MATERIALS PROVIDED:
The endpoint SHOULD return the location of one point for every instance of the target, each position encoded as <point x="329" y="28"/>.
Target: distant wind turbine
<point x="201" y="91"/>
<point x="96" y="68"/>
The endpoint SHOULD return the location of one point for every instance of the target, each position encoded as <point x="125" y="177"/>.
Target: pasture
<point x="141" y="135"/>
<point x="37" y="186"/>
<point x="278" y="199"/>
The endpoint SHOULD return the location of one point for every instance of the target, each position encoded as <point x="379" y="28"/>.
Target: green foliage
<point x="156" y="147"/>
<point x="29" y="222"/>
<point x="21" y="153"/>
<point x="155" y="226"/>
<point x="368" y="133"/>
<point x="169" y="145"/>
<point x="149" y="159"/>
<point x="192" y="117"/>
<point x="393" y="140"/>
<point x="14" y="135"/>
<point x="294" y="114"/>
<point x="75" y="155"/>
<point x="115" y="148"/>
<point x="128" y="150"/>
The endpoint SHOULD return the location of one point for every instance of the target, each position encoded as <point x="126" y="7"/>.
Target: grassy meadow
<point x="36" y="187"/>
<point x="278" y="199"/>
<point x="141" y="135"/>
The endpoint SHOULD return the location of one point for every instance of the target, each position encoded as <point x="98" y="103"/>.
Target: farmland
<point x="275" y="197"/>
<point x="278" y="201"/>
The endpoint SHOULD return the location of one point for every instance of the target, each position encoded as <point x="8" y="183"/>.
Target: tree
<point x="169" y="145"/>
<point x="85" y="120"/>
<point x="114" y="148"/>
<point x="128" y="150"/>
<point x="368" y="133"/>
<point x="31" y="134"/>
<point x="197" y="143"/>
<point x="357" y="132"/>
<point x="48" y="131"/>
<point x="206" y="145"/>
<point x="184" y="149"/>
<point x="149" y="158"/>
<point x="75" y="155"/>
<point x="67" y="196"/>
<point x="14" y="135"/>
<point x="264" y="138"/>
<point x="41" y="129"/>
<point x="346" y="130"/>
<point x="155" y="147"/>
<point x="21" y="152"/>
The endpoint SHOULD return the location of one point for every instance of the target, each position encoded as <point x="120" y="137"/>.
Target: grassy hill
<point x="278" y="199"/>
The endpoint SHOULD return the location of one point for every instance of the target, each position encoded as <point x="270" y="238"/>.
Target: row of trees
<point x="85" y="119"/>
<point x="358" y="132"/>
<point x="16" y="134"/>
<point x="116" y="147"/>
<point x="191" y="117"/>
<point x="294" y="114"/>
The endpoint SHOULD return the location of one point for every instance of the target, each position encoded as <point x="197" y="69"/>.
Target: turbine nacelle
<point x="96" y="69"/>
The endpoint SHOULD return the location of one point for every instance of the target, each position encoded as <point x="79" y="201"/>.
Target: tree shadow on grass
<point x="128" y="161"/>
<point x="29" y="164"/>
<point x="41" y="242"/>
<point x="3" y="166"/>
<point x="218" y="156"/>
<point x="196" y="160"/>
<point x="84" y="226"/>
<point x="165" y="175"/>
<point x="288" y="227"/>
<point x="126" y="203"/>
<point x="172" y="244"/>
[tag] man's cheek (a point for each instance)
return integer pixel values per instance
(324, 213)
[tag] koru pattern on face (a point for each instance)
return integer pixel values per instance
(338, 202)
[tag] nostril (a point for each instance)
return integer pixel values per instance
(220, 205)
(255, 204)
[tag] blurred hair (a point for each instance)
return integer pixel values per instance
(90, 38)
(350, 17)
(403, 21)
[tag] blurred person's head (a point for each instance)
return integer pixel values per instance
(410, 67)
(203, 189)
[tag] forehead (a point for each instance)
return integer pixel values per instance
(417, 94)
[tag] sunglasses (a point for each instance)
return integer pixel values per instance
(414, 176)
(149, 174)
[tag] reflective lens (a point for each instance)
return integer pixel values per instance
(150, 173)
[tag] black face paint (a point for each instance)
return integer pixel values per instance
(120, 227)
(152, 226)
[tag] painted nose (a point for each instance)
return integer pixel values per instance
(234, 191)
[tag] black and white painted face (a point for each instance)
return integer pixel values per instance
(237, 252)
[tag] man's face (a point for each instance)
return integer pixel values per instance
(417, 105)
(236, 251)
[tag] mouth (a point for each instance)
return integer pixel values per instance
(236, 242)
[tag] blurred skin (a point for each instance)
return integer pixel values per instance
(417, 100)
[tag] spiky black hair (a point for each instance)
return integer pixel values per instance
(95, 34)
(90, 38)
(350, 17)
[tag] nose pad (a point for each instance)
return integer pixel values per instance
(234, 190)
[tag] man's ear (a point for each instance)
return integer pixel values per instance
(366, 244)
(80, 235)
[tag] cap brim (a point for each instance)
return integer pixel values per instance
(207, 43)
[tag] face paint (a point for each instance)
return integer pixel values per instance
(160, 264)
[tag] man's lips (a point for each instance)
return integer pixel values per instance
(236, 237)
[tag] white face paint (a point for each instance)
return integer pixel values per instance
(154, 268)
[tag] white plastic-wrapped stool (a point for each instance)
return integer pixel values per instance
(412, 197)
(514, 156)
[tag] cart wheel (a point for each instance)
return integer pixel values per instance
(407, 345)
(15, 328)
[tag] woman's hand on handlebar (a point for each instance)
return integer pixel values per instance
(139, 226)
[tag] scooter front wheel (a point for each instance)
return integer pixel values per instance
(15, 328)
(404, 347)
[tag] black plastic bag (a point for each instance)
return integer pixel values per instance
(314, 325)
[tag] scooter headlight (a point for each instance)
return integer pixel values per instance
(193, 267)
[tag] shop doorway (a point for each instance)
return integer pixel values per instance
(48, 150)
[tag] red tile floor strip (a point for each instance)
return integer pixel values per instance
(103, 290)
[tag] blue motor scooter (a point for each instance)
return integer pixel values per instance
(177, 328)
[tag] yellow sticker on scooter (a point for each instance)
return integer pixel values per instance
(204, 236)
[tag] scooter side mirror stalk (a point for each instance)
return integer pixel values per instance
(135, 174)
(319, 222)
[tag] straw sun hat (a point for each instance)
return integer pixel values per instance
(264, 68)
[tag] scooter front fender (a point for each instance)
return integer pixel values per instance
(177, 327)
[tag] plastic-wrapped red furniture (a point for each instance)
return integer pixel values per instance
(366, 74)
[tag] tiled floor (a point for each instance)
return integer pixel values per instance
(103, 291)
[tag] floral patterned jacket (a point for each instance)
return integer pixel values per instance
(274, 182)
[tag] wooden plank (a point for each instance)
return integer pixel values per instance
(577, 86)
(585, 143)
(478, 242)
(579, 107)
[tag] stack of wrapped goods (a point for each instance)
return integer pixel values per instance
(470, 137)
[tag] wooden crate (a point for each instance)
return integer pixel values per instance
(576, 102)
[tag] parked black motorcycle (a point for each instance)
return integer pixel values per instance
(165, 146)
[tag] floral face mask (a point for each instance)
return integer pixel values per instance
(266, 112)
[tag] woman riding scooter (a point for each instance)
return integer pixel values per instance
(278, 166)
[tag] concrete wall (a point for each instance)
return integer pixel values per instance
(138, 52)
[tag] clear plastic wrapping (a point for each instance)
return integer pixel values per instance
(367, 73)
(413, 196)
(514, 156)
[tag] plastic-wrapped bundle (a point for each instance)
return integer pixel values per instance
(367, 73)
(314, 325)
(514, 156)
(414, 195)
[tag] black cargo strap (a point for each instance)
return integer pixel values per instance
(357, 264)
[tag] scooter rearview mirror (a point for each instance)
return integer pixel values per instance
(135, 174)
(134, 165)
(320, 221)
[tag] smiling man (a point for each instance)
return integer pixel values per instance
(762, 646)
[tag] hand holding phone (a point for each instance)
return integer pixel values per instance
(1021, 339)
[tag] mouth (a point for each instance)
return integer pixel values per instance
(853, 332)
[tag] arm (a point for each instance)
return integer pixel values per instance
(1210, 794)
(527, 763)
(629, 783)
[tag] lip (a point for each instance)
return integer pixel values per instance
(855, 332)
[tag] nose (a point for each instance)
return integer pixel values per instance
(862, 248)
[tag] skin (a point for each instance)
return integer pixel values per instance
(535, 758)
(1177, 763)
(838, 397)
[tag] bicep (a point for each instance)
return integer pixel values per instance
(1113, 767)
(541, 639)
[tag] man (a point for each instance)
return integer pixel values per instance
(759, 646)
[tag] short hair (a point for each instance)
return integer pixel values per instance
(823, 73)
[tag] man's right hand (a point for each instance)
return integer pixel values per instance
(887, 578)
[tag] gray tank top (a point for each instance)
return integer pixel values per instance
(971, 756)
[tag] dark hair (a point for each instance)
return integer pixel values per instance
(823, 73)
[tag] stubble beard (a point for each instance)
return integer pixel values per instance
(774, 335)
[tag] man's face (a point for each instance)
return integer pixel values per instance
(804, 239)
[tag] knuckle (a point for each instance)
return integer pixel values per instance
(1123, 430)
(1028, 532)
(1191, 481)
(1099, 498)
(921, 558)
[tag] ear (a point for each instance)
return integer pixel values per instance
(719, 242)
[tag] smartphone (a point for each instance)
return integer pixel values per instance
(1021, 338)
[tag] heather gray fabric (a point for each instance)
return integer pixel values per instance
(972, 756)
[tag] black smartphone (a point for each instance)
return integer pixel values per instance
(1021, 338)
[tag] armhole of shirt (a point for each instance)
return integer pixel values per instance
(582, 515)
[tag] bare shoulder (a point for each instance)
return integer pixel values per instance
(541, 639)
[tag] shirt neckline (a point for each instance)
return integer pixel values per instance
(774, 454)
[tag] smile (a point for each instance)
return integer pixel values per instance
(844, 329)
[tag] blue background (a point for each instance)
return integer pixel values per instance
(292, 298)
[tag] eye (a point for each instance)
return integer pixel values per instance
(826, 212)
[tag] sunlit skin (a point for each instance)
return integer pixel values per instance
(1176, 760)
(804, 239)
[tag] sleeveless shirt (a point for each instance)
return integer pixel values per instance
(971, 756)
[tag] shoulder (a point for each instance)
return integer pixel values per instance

PROBLEM DESCRIPTION:
Among the lines of the data, find every one that holds "skin" and copy it.

YOUR RESPONSE:
[tag] blurred skin (a point for each instance)
[tag] skin (a point for each instance)
[tag] sunlit skin (a point for each instance)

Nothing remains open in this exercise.